[Coordinate annotation entries]
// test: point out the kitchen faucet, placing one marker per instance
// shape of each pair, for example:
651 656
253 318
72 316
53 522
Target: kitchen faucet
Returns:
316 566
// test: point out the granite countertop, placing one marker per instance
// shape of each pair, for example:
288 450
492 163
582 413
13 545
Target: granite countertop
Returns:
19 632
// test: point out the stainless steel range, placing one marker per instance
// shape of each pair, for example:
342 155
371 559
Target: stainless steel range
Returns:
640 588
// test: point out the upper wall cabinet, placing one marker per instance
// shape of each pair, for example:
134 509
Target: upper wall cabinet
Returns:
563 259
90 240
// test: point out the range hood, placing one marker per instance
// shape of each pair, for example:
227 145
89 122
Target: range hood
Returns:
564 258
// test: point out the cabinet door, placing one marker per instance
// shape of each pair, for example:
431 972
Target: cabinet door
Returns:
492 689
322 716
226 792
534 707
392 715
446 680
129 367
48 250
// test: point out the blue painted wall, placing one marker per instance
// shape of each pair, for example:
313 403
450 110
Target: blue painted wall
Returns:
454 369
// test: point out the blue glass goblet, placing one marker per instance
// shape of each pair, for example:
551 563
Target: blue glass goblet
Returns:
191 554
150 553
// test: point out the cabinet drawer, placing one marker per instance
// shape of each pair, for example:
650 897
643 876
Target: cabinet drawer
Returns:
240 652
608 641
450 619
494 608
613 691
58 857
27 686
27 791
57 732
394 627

→ WORK INSTRUCTIONS
Copy out the lines of the listing word for word, from the line containing "drawer, placing one marker per instance" through the final line of the listing, both included.

→ EXPECTED ANSWER
// test: point out the cabinet drawer, placing one marker per instance
// shape of each pair, for example:
650 897
643 876
Target: cabinet drawer
Returns:
240 652
608 641
450 619
494 608
613 691
58 857
27 686
27 791
57 732
394 627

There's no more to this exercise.